TO BE DONE
Rewrite the items below, changing every "disc" to "circle" and keeping all else the same. Leave out the pictures.
────────────────────────────────────────
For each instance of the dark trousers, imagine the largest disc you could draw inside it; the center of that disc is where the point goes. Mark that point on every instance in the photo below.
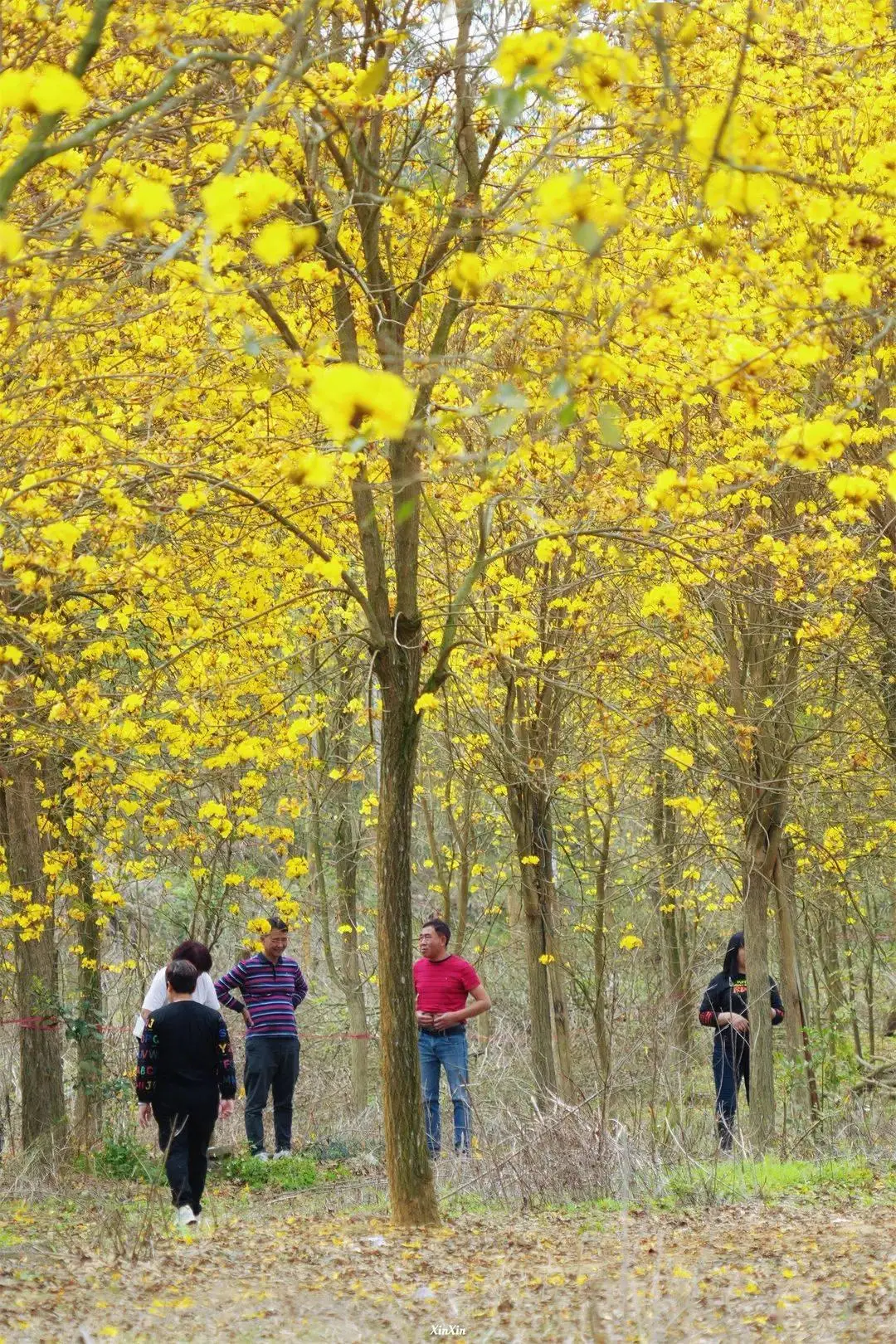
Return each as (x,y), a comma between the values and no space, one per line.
(186,1138)
(271,1064)
(730,1064)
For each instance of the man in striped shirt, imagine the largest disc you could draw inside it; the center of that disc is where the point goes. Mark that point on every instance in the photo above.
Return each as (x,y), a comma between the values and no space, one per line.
(271,986)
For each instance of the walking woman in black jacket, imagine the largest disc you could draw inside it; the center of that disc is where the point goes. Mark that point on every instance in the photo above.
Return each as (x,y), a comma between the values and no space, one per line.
(724,1007)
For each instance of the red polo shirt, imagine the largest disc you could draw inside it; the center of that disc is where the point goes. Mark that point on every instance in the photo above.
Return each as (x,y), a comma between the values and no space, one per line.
(444,986)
────────────────────────────────────────
EXPECTED ANSWER
For each instance of the dark trousers, imagine the largest circle you could draw inside it; the center of that circle is where the point goes. Mark that point on every instance in the photo below.
Return each as (x,y), a comma between the values and no space, one per line.
(186,1138)
(271,1064)
(730,1064)
For each instance of the man in striped shirt, imagine the largest circle you could draw inside it; the center of that circle is where the point goes. Mark that point on every instance in the photo above.
Return each as (x,y), a comma between the values and no space, one per line.
(271,986)
For each instance of the walking woman in black jacket, imagine the largest circle you could draw inside it; the center of that circle is where the point goes. Mark that point on every instance in the photo above.
Return each as (x,y), a comma between the values and no space, one per line.
(724,1007)
For each instance of the red polo shirt, imagine the largest circle you could draw inside it; the center of that circle is where the point goes. Mark that point on every instance in the photo above.
Return each as (x,y), a comma between the values and no space, one per line.
(444,986)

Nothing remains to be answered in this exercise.